### Texte du document ###
La famille qui avance, la famille qui recule : le détournement de sens

Le lendemain Djaout ne sera plus de ce monde.  Un quart de siècle est passé depuis son odieux assassinat. Néanmoins le temps a apporté une réponse à la question qu’il s’était posée.  Je crois que le plus grand hommage qu’on puisse rendre à l’auteur des Vigiles est de tirer les leçons de son engagement en faveur de l’idée que la résorption de l’intégrisme islamiste réside dans une intervention de l’État en faveur des démocrates.

Alors que feu Djaout nous conseillait post-mortem de choisir une autre voie que celle qu’il avait tentée de suivre lui-même, beaucoup se sont empressés de faire acte de serment de fidélité à une posture à laquelle il n’aurait pas tardé à renoncer s’il était resté en vie. Disons-le crûment «  la famille qui avance » dans l’optique djaoutienne repose sur la solidarité démocrates-armée. L’idée politique de Tahar Djaout consiste à dire que le pouvoir détenu par les militaires s’il a la volonté de combattre l’islamisme a intérêt à nouer une alliance avec le courant démocratique.

Or, ce qui s’est passé ultérieurement montre non seulement que les dirigeants militaires n’en ont cure du courant démocratique mais qu’ils lui préfèrent le courant islamiste. Ce choix leur est dicté par le fait que le compagnonnage avec les conservateurs leur permet de bloquer toute alternative à leur mainmise sur les leviers de commande du pays. En un mot les décideurs de l’armée ont besoin de « la famille qui recule » et ne voient pas forcément dans les supposés démocrates « la famille qui avance 1».

La démocratie post-guerre civile : un leurre

Que de fois après Djaout, le pouvoir avait-il renouvelé ces rounds de discussions avec les partis dont l’écrivain rapportait en son temps les premières ébauches ? Que de fois n’a-t-on pas vu le pouvoir faire appel à des formations sans consistance ou à des appareils connus pour être des locomotives évoluant dans le sens inverse de celui qui mène vers le progrès ?

L’arrivée de Bouteflika a eu pour conséquence de sonner le glas d’une presse qui nous brossait régulièrement de sémillants portraits de potentiels présidentiables qui incarneraient des alternatives possibles. Finie donc cette époque où nous voyions sur les manchettes des journaux quelques unes de ces figures que les événements d’octobre avaient fait sortir de l’ombre : Louisa Hanoune, Saïd Sadi, Aït Ahmed ou Mahfoud Nahnah. Le temps a fait son œuvre et ces figures ont été politiquement renvoyées au passé. Mais aujourd’hui c’est sur le général Gaïd Salah, le général Benhadid, le général Hamel et le général Toufik que la presse bruit de détails croustillants. De certains, quelques titres nous en font même des portraits sympathiques et saisissants.
###
• [Tâche demandée A]
Résumez en deux phrases le texte consacré à Tahar Djaout et au pouvoir militaire.
• [Tâche demandée B]
Repérez chaque ligne des enregistrements qui contient la chaîne « patina », puis recopiez-la.
Les enregistrements n'ont aucun rapport avec le texte.
### Données fournies ###
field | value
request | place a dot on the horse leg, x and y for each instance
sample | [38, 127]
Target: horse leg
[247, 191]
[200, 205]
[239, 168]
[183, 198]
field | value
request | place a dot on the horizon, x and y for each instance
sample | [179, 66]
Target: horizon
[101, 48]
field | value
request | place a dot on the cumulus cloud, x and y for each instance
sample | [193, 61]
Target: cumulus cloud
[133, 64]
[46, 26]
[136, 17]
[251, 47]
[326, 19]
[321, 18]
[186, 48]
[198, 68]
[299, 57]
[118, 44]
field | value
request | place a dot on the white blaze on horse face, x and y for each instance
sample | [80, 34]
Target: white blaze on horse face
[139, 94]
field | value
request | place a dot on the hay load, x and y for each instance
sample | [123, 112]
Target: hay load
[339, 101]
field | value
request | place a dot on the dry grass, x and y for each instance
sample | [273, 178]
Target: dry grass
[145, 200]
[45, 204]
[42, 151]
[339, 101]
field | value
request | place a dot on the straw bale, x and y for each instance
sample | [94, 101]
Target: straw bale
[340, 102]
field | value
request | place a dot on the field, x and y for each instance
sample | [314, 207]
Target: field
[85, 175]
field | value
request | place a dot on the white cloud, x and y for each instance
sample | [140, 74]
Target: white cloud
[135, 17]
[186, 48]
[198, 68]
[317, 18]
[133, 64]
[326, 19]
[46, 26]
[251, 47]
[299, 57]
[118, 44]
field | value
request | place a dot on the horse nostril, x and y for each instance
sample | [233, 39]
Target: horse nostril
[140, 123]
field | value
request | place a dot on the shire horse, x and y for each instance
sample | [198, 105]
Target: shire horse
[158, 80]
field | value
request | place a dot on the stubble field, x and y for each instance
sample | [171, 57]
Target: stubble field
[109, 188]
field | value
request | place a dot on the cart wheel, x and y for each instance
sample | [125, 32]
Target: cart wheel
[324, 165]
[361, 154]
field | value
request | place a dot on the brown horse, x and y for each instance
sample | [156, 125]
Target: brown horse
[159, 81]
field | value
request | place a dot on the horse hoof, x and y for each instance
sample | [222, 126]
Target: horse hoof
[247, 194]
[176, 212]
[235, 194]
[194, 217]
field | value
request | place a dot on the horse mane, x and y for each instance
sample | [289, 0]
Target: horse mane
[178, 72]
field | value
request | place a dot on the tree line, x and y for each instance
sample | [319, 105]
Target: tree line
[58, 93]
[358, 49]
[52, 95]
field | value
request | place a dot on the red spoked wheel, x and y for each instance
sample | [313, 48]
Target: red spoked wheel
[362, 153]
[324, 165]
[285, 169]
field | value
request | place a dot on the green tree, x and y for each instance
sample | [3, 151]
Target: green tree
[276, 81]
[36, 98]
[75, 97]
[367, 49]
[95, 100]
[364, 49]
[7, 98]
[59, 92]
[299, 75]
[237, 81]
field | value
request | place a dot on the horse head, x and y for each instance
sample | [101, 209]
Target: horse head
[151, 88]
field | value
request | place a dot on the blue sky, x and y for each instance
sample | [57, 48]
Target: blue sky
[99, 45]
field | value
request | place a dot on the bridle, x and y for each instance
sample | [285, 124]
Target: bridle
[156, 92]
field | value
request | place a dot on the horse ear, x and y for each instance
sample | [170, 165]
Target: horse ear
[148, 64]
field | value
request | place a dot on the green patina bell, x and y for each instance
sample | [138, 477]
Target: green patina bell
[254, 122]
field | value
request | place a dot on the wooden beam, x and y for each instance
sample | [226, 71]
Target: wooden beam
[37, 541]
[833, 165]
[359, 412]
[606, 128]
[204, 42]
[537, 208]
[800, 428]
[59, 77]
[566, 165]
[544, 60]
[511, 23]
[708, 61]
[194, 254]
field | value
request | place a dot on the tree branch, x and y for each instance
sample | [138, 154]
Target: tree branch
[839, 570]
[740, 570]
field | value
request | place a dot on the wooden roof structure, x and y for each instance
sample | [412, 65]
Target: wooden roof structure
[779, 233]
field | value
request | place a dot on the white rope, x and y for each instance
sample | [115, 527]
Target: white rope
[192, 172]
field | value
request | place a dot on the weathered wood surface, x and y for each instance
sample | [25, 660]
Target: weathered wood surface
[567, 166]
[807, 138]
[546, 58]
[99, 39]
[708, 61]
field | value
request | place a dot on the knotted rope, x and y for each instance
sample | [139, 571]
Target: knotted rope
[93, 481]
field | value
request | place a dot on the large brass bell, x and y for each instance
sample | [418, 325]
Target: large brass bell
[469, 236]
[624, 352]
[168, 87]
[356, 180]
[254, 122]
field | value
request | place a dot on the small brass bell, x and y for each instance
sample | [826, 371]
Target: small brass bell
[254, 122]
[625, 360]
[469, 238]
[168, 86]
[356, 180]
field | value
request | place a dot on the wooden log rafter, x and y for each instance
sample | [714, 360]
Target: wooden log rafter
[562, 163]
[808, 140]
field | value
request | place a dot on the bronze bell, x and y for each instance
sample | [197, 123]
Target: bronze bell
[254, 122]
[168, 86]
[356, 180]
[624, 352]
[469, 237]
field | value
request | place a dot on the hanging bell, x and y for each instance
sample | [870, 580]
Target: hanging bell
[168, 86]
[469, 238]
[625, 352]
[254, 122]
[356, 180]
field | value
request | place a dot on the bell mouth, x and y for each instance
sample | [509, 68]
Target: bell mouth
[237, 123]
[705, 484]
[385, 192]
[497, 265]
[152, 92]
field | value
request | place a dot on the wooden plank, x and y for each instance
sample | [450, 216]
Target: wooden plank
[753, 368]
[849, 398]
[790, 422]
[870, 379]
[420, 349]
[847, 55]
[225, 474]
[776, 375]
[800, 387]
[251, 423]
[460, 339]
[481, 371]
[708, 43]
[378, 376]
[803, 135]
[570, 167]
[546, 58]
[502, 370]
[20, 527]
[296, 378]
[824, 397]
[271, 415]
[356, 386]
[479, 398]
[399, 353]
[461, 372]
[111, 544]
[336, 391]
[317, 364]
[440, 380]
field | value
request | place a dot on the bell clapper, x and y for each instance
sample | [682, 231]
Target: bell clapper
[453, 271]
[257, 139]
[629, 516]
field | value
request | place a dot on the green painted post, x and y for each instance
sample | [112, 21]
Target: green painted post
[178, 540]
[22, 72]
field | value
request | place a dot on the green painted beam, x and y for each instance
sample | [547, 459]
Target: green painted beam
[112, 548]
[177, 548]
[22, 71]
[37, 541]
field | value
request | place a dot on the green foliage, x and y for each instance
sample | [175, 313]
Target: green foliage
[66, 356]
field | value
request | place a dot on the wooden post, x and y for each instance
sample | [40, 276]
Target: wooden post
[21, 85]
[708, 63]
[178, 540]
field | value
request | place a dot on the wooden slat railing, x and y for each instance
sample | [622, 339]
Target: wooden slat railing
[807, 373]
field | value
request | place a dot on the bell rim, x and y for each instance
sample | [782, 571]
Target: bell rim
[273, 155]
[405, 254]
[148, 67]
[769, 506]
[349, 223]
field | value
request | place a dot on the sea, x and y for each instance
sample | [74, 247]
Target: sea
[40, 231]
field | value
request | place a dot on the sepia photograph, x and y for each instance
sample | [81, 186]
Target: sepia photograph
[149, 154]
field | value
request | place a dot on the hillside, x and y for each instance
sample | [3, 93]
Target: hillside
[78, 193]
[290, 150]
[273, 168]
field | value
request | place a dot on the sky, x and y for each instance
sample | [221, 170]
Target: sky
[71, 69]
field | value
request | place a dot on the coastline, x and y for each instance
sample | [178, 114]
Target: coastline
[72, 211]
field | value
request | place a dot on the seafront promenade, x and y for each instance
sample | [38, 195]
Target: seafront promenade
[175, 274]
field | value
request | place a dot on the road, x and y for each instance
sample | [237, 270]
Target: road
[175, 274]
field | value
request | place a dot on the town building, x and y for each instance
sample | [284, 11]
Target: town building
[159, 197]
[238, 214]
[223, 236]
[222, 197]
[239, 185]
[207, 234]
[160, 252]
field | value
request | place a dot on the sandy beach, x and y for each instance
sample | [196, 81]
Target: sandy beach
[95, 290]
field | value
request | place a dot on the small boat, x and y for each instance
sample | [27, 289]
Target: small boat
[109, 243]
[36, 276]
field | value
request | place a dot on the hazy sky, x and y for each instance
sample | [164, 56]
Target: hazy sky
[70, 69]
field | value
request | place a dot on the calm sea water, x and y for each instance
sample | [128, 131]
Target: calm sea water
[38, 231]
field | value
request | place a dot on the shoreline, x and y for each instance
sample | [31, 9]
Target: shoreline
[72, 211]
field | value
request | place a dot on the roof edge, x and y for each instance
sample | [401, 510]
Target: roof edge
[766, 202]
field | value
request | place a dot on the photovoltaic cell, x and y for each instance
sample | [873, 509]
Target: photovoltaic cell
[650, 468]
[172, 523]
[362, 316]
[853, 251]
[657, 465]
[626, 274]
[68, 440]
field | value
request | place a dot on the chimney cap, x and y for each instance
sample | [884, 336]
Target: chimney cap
###
• [Résultat produit A]
Tahar Djaout voyait dans « la famille qui avance » une alliance entre démocrates et armée contre l'islamisme, mais les événements ultérieurs ont montré que les dirigeants militaires lui préfèrent le courant islamiste, qui leur permet de bloquer toute alternative à leur mainmise sur le pays. Depuis l'arrivée de Bouteflika, les figures politiques sorties de l'ombre après les événements d'octobre ont été renvoyées au passé, et la presse s'attarde désormais sur des généraux comme Gaïd Salah, Benhadid, Hamel et Toufik.

• [Résultat produit B]
request | place a dot on the green patina bell, x and y for each instance
Target: green patina bell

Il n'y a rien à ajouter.